- Problem details
Reproduce the stretch of the listing from the line containing "According to records, this image contains the balcony." through the end of the listing, substituting "overcast sky" for "cloudy sky" and leaving everything else unchanged.

**** Given data ****

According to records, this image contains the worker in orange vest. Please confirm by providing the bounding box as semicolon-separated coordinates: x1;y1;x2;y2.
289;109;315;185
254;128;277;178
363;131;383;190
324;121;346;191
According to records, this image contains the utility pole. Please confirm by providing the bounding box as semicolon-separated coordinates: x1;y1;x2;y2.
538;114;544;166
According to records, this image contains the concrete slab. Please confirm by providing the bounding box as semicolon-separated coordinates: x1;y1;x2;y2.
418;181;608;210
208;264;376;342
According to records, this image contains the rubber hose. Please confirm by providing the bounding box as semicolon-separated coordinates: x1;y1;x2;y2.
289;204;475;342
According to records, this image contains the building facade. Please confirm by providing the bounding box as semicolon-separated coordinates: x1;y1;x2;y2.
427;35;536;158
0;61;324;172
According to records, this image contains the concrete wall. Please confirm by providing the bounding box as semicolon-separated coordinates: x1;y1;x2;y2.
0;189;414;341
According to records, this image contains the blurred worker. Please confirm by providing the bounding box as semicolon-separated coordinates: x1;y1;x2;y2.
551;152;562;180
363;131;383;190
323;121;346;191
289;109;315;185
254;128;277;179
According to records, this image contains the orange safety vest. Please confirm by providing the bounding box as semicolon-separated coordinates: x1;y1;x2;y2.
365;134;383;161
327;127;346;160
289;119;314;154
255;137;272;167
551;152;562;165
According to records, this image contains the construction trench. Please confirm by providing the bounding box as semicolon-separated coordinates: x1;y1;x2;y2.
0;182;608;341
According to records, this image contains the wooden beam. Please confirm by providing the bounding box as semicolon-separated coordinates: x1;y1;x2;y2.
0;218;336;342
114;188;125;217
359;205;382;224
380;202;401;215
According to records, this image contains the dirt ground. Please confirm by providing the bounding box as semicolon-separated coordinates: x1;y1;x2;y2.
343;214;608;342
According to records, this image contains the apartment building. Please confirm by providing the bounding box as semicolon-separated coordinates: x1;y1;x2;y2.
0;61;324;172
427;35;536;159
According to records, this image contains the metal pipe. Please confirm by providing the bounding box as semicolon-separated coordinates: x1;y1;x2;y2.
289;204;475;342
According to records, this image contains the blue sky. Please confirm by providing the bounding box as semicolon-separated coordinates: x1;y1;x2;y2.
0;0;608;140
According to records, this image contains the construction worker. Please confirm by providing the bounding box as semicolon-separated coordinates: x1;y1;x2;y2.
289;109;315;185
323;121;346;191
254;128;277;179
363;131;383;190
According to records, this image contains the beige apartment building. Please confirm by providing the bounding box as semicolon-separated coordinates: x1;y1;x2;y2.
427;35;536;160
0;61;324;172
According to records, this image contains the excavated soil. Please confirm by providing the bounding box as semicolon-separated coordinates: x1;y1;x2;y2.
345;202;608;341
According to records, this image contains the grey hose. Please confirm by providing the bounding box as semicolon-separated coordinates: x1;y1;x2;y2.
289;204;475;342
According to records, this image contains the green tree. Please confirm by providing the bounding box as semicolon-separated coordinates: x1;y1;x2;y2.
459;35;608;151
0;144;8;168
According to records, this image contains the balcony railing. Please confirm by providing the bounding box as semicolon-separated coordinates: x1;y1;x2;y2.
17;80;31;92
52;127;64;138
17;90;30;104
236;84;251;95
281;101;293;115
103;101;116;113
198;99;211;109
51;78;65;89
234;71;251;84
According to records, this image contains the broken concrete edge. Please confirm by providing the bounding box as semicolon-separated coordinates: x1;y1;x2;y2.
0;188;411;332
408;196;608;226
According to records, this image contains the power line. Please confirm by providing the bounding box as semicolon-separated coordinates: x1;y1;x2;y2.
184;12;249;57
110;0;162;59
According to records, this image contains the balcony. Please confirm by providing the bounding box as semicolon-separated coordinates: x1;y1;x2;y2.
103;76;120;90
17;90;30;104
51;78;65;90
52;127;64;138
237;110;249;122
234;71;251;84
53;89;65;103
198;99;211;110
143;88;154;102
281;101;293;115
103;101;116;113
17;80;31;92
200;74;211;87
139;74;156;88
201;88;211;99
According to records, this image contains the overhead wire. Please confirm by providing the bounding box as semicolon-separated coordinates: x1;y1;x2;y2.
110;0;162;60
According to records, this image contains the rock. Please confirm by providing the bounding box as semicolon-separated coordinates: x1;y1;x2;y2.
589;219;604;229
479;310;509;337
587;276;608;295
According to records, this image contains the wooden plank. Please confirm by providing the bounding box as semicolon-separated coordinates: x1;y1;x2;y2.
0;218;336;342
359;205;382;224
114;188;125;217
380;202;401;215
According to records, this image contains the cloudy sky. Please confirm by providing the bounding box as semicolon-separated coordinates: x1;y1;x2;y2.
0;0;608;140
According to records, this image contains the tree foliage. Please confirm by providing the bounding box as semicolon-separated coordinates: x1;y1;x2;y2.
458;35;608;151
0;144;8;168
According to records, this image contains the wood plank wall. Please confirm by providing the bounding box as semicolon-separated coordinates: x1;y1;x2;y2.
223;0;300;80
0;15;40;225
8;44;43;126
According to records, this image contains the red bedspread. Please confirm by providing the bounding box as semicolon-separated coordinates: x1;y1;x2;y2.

****

- Task result
According to records, this image contains the balcony. Please confirm by providing the bounding box as semicolon-separated coordinates: x1;y1;x2;y2.
103;76;120;90
17;90;30;104
51;78;65;90
52;127;64;138
237;110;249;122
234;71;251;84
53;89;65;103
198;99;211;110
143;88;154;102
281;101;293;115
103;101;116;113
17;80;31;92
200;74;211;87
139;74;156;88
201;88;211;99
According to records, this image contains the overhead wire. Please confirm by providing the bounding box as semicolon-separated coordinates: x1;y1;x2;y2.
110;0;162;60
According to records, this image contains the rock. Please confirm by providing the bounding box as semicolon-separated coordinates: x1;y1;x2;y2.
589;219;604;229
479;310;509;337
587;276;608;295
According to records, this image contains the wooden plank. Please confirm by providing the bounding box as semicolon-separated coordinates: x1;y1;x2;y2.
0;218;336;342
359;205;382;224
114;188;125;217
380;202;401;215
According to records, this image contains the overcast sky. Please confirm by providing the bounding box as semicolon-separated coordinates: x1;y1;x2;y2.
0;0;608;140
According to records, this image contains the tree foliage. Please confirm by providing the bounding box as semicolon-separated coordinates: x1;y1;x2;y2.
458;35;608;151
0;144;8;168
According to records, this image contains the wood plank wall. Please confirm by providing the bounding box as semicolon-separated coordinates: x1;y1;x2;y2.
223;0;300;80
0;15;40;225
8;44;43;126
According to records, this image contains the red bedspread. Please confirm by providing the bounding box as semicolon-separated coordinates: x1;y1;x2;y2.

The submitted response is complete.